Os moradores de favela são invisíveis ao sistema! Mas dentro da favela, o invisível dos invisíveis tem nome, tem endereço e é visível! 

Vítima da invisibilidade

Este relato se deu em junho de 2020 em plena pandemia. Histórias não deixavam de chegar com sofrimentos e dores do abandono e desespero. Hoje, dezembro de 2020, estou cansada ao ver que os números de infectados e de mortos beiram ao de início da pandemia do Brasil em maio. 

Chega a triste notícia da morte do seu Ubirajara. 

Como sempre sozinho,  foi descoberto pela vizinha que sentiu a falta de ver o basculante do pequeno cômodo se abrir. Triste! Seu corpo ficou inerte dois dias dentro daquele quarto quente.

As diversas manifestações dos vizinhos que lamentavam a morte do seu “Bira” e a ausência de um familiar para assinar o documento para que ele não fosse enterrado como indigente. 

Por conseguinte, foi necessário acionar com a defensoria pública para que o serviço funerário fosse autorizado entrar na favela para a remoção do corpo, porque foram diversas as razões para as negativas em atender as demandas da situação. Empecilhos para um último ato de caridade para uma vida. 

Se seu “Bira” morreu por Covid-19, não sei. Mas sei que foi vítima antes, durante e depois (se há o depois), de abandono e da invisibilidade dos nossos idosos e do nosso povo tão sofrido.  

Das mulheres que estão nas faxinas, nos meios de transportes lotados em busca do alimento para suas famílias. Dos homens desempregados e dos jovens entregadores que enfrentam o preconceito estabelecido pela sociedade cruel e nefasta, que mata nossos jovens e as nossas crianças. Impedindo uma geração de riqueza e sonhos!

Por isso, estou impactada, indignada e sofrida com uma expectativa que muito ainda vamos ver. Se o Covid 19 deixar! 

“Janelas da Conectividade”

* **REGISTROS FORNECIDOS**:
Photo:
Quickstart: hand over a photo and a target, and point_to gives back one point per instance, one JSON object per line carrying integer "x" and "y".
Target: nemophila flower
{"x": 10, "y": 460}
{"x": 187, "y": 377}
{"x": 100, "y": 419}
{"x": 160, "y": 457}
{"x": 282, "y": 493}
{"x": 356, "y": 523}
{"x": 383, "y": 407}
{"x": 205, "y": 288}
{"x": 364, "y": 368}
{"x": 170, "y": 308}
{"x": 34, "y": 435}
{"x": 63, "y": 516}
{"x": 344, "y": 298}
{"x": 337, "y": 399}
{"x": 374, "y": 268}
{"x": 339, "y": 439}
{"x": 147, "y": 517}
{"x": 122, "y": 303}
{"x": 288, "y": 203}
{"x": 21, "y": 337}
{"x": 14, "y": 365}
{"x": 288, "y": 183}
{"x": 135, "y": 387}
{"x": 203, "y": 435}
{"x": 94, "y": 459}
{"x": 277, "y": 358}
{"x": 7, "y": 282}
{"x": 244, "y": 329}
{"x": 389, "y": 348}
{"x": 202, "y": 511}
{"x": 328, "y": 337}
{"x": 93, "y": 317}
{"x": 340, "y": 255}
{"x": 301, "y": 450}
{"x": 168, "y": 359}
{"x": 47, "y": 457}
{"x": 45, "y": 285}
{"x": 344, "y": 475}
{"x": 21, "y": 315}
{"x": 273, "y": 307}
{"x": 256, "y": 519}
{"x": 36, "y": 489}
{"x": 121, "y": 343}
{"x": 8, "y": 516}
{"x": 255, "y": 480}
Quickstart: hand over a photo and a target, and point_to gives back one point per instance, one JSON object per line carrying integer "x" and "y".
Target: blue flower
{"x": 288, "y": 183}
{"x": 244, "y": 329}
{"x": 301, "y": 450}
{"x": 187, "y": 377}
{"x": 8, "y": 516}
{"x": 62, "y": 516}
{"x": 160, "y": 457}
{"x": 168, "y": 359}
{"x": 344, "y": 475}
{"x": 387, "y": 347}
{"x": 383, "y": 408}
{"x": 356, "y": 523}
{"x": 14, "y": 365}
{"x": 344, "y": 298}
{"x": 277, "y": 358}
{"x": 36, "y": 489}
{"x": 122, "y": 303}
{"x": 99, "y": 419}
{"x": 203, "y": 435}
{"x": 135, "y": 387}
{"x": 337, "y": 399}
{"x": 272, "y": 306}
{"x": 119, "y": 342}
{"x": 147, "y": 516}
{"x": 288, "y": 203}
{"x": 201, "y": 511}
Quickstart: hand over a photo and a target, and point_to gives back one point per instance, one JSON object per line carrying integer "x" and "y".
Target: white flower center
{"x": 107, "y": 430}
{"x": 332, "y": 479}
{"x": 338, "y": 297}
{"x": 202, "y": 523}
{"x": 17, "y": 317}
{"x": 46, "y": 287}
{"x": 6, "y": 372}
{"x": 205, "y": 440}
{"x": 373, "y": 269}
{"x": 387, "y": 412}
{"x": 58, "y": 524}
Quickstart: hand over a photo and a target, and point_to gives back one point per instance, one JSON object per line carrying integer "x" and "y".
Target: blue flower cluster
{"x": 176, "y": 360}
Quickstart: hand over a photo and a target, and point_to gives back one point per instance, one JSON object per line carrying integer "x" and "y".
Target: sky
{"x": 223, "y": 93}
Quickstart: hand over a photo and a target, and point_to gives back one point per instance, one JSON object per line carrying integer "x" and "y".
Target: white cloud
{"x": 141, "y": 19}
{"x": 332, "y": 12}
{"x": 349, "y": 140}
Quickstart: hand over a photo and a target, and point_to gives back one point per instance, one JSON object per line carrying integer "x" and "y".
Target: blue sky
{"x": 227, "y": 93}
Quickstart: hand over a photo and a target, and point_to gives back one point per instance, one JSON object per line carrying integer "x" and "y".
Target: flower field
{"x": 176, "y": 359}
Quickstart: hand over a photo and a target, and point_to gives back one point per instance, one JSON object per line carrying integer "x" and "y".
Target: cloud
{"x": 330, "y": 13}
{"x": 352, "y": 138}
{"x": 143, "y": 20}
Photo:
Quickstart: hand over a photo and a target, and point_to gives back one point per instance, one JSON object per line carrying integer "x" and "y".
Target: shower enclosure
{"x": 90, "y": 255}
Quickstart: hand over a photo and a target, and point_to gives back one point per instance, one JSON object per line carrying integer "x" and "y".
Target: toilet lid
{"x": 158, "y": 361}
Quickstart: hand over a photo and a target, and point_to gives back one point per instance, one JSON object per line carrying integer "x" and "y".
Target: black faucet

* **O QUE FAZER**: Dê continuidade ao relato sobre a invisibilidade dos moradores de favela, começando logo depois do título “Janelas da Conectividade”.

* **RESPOSTA**:
Em dias de pandemia da Covid-19, o distanciamento e o isolamento social são determinantes para o não adoecimento. Assim mesmo, somos convidados diariamente a entrar e/ou participar de várias salas virtuais. Pois, salas coloridas, salas embranquecidas, salas floridas, salas com belos quadros ou apenas salas com belas estantes repletas de livros. 

Com novos hábitos incorporados ao cotidiano, a conectividade virtual ganhou novas funções promovendo encontros, reuniões e uma comunicação desafiadora em aprender a ouvir, esperar a sua vez de fala e de escuta. 

Salas com diversas janelas que interagem e trocam saberes, conhecimentos, afetos e sonhos. Sim! As Janelas da Conectividade, que na vida real e cotidiana da favela ainda se mantêm fechadas e ou cobertas com lonas e plásticos; abafando o ambiente e escondendo os diversos dramas das diversas formas das violências de exclusão e desigualdades sociais.

Entrega de cestas básicas na favela

Com um plástico amarelo na janela e um quarto difícil de circular, o encontrei sentado a beira da cama desiludido com tanto abandono. Quando chamamos pelo seu nome, ele não acostumado a receber visitas, ficou surpreso ao nos ver a porta de sua casa. Então, com dificuldade ele se levantou e disse: Vocês são aqueles jovens da Escola de Música? E logo esboçou um sorriso discreto, seguido de um soluço em uma voz embargada e agradecida por receber uma cesta de alimento, carinho e afeto.”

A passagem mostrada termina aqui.